*DESCRIZIONE DEL PROBLEMA:* Dall'elenco qui sotto, seleziona e riporta ogni riga che contiene la stringa "sill".

★ ★ ★

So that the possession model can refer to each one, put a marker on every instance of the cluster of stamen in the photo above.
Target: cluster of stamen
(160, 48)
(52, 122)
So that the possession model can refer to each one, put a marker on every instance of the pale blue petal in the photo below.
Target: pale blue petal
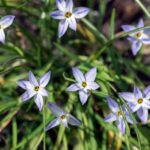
(6, 21)
(136, 46)
(57, 111)
(80, 12)
(90, 76)
(69, 5)
(61, 4)
(58, 15)
(127, 115)
(73, 87)
(129, 97)
(127, 28)
(146, 104)
(143, 114)
(83, 97)
(121, 125)
(146, 92)
(78, 75)
(131, 39)
(146, 41)
(39, 101)
(147, 31)
(137, 92)
(112, 104)
(110, 118)
(43, 92)
(45, 79)
(53, 124)
(73, 121)
(72, 23)
(141, 23)
(134, 106)
(27, 95)
(65, 123)
(32, 79)
(63, 26)
(2, 36)
(25, 84)
(92, 86)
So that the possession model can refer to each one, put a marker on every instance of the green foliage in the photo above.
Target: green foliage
(33, 45)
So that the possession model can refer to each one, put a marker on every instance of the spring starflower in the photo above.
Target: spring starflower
(138, 38)
(138, 101)
(5, 22)
(68, 15)
(62, 118)
(35, 88)
(117, 115)
(84, 83)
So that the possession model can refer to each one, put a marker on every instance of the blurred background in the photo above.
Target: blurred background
(32, 44)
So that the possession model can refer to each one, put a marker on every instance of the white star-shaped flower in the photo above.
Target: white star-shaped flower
(62, 117)
(138, 101)
(85, 83)
(68, 15)
(35, 88)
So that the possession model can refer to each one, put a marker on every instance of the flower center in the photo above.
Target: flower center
(36, 88)
(62, 117)
(119, 113)
(68, 14)
(140, 100)
(138, 35)
(84, 84)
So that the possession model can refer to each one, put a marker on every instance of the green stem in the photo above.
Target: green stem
(124, 34)
(44, 138)
(134, 122)
(143, 8)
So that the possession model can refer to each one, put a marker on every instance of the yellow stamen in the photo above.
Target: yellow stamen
(68, 14)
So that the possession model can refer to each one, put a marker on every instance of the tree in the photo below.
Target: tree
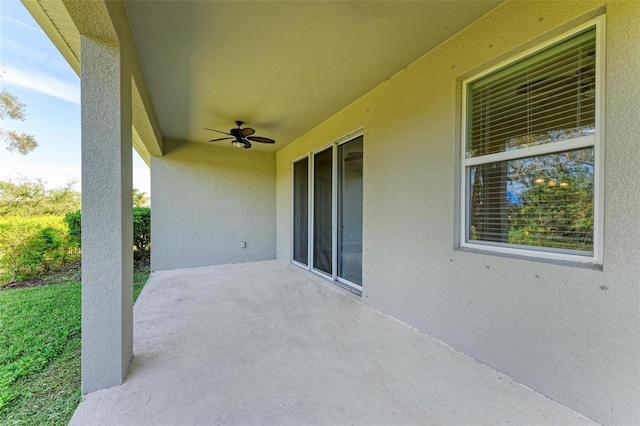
(30, 198)
(139, 198)
(12, 108)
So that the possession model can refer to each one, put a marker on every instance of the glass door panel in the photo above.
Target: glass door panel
(301, 211)
(350, 210)
(322, 211)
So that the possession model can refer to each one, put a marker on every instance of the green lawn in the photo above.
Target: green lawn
(40, 352)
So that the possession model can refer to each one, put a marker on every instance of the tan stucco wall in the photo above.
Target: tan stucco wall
(548, 326)
(206, 200)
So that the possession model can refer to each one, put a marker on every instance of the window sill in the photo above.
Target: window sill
(526, 257)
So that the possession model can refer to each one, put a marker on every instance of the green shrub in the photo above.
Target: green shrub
(32, 246)
(74, 223)
(141, 229)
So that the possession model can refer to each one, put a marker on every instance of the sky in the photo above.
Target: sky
(35, 72)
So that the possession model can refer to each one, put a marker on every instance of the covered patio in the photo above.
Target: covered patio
(267, 343)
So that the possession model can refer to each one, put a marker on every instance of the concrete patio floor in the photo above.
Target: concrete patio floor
(268, 344)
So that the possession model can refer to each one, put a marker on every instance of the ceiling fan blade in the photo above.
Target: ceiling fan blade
(247, 131)
(219, 131)
(260, 139)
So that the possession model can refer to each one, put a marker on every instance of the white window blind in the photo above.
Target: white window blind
(529, 163)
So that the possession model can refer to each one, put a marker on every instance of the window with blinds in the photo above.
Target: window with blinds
(530, 151)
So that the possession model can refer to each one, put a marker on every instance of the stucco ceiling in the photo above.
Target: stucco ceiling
(282, 67)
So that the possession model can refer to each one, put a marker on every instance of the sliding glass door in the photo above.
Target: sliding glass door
(323, 211)
(350, 211)
(328, 185)
(301, 211)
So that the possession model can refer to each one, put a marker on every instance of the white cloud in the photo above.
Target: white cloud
(42, 83)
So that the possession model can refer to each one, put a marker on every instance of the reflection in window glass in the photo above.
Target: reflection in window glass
(544, 201)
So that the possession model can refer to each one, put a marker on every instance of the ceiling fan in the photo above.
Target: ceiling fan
(241, 138)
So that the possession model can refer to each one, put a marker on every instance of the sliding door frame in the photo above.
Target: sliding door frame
(342, 282)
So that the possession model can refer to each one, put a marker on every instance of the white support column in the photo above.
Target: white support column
(107, 223)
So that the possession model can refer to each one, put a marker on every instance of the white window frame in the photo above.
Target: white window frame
(596, 141)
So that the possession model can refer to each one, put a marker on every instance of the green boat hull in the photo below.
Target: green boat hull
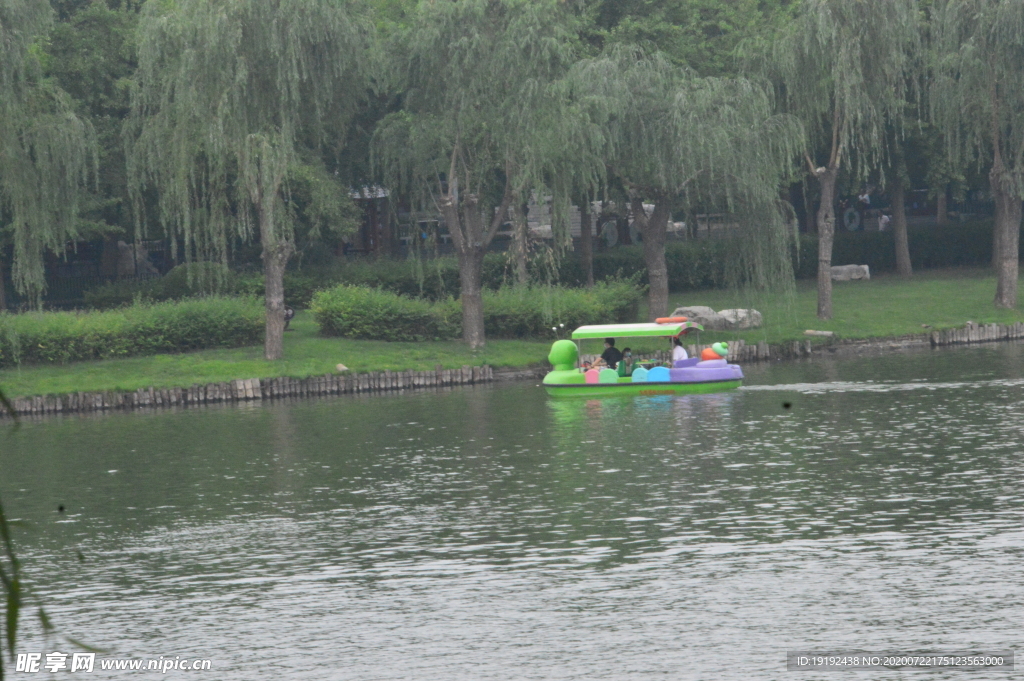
(631, 389)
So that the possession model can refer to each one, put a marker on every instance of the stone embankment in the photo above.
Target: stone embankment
(337, 384)
(251, 389)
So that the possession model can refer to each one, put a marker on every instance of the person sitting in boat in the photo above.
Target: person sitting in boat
(678, 351)
(611, 355)
(626, 365)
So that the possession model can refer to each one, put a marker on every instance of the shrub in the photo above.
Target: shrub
(524, 311)
(355, 311)
(142, 329)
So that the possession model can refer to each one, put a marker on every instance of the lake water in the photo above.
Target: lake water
(492, 533)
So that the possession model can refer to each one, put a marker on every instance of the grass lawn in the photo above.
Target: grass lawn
(885, 306)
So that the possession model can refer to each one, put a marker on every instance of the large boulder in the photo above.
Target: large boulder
(738, 320)
(849, 272)
(704, 315)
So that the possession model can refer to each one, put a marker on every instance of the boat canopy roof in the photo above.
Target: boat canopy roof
(633, 330)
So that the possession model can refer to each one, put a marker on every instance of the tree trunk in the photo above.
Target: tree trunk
(587, 243)
(653, 231)
(275, 255)
(3, 289)
(903, 266)
(1008, 224)
(470, 269)
(826, 230)
(520, 245)
(996, 237)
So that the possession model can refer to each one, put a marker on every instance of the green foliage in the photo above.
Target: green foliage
(91, 54)
(46, 152)
(186, 281)
(932, 247)
(531, 311)
(844, 69)
(354, 311)
(143, 329)
(698, 34)
(224, 92)
(696, 144)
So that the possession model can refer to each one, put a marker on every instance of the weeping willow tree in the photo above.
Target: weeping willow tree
(477, 78)
(225, 92)
(675, 139)
(46, 153)
(843, 67)
(978, 97)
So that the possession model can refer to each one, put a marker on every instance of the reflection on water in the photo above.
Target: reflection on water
(492, 533)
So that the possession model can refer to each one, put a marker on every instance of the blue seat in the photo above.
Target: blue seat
(658, 374)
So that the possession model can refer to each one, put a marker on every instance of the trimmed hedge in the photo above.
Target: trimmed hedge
(954, 245)
(355, 311)
(143, 329)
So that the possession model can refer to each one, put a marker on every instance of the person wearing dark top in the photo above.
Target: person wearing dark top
(611, 355)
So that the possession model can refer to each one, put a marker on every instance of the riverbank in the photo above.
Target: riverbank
(885, 312)
(348, 383)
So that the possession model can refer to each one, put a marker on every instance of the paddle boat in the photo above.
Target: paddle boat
(710, 373)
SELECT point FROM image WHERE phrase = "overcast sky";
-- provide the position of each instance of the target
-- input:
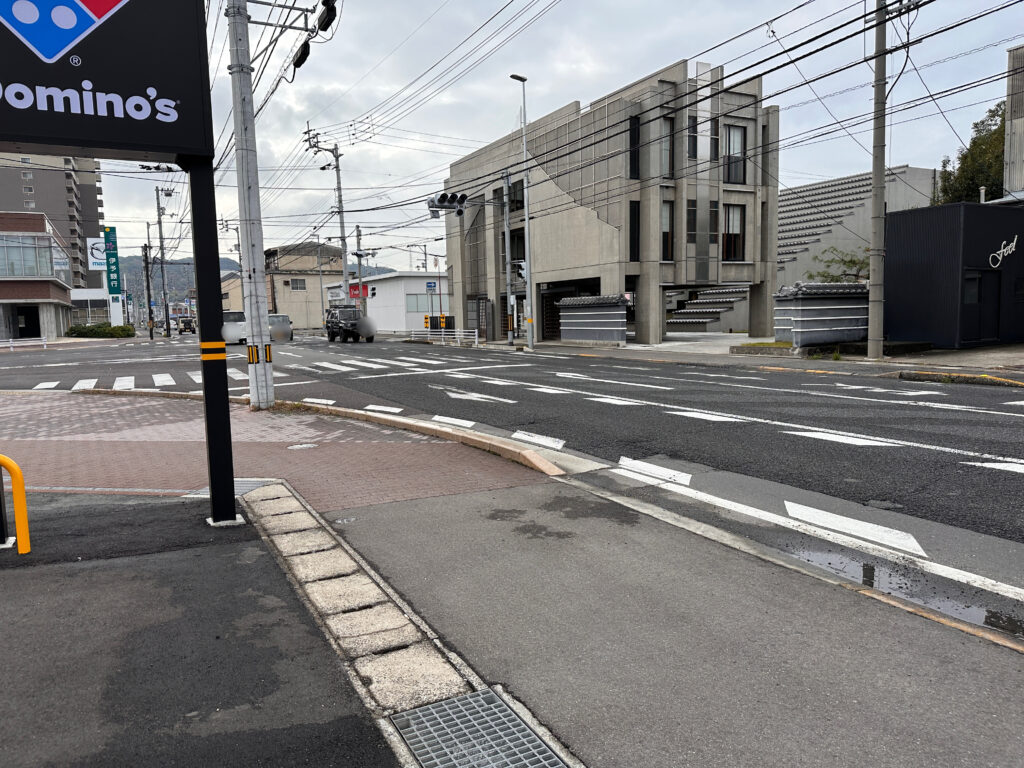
(569, 50)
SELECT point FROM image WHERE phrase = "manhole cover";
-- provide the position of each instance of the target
(477, 730)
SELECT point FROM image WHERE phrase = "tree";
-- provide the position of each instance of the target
(841, 266)
(979, 165)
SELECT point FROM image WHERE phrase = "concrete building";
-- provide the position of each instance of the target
(837, 214)
(67, 189)
(398, 301)
(35, 278)
(662, 189)
(297, 276)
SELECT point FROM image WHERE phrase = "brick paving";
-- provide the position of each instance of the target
(92, 441)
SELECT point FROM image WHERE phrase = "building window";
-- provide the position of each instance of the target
(634, 147)
(516, 201)
(735, 152)
(735, 229)
(668, 215)
(668, 147)
(634, 230)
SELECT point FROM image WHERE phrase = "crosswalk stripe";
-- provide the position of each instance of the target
(331, 367)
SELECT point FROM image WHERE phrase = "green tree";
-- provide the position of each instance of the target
(979, 165)
(841, 266)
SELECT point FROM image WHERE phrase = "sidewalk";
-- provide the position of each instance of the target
(135, 635)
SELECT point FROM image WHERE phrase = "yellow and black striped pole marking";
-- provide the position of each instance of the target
(212, 350)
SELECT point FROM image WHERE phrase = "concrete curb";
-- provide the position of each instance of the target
(939, 377)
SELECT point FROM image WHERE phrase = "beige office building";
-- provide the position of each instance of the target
(666, 190)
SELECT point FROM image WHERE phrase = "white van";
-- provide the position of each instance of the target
(233, 330)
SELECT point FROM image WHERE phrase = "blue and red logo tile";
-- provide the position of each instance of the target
(51, 28)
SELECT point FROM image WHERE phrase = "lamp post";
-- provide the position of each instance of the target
(527, 272)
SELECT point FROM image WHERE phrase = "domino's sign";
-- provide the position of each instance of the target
(107, 78)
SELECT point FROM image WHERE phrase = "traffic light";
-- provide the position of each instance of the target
(449, 201)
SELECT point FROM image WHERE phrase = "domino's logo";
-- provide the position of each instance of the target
(51, 28)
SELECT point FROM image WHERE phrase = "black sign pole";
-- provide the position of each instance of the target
(212, 348)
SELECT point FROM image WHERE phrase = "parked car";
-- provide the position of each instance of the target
(282, 328)
(348, 323)
(233, 330)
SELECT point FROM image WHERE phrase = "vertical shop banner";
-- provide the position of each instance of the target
(114, 286)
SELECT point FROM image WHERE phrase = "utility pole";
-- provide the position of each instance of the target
(509, 294)
(250, 215)
(876, 283)
(527, 275)
(312, 141)
(146, 256)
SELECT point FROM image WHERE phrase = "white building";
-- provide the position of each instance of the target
(398, 301)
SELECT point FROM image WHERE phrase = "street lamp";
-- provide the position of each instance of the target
(528, 305)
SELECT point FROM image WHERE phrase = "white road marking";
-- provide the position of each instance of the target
(848, 439)
(869, 530)
(329, 367)
(539, 439)
(452, 420)
(1008, 466)
(654, 470)
(475, 396)
(946, 571)
(610, 381)
(704, 417)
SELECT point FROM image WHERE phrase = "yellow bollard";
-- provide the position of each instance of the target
(20, 505)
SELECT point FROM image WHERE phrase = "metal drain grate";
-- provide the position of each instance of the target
(477, 730)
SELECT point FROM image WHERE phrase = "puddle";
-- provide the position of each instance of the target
(951, 598)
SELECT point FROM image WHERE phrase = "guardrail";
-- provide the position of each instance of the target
(445, 336)
(20, 509)
(24, 342)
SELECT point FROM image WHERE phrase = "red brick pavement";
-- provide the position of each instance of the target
(91, 441)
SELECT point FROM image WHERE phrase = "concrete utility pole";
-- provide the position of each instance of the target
(148, 289)
(509, 294)
(250, 214)
(876, 287)
(163, 258)
(527, 275)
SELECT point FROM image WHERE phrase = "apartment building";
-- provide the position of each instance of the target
(69, 190)
(35, 278)
(815, 218)
(665, 189)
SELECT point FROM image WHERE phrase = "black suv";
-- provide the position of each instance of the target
(345, 323)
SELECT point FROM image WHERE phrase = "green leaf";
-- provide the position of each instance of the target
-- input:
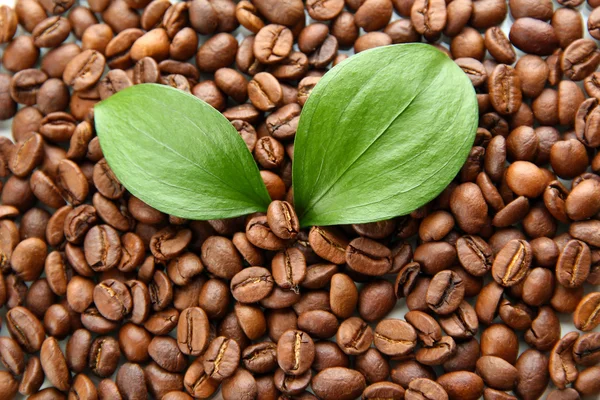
(382, 134)
(178, 154)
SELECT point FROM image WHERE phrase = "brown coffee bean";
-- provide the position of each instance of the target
(251, 284)
(221, 358)
(217, 52)
(260, 358)
(587, 382)
(512, 263)
(131, 382)
(425, 388)
(11, 356)
(51, 32)
(272, 44)
(445, 292)
(474, 254)
(282, 220)
(288, 13)
(25, 85)
(54, 364)
(563, 370)
(84, 70)
(505, 90)
(497, 373)
(113, 299)
(544, 331)
(580, 59)
(295, 352)
(394, 337)
(33, 377)
(102, 247)
(532, 370)
(533, 36)
(354, 336)
(385, 390)
(573, 265)
(586, 316)
(193, 331)
(429, 18)
(469, 218)
(462, 323)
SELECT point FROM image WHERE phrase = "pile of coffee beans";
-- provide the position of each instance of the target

★ ★ ★

*OUTPUT DELL'ESERCIZIO:*
So that the possession model can refer to each one, put a marker on every instance of the window sill in the photo above.
Target: window sill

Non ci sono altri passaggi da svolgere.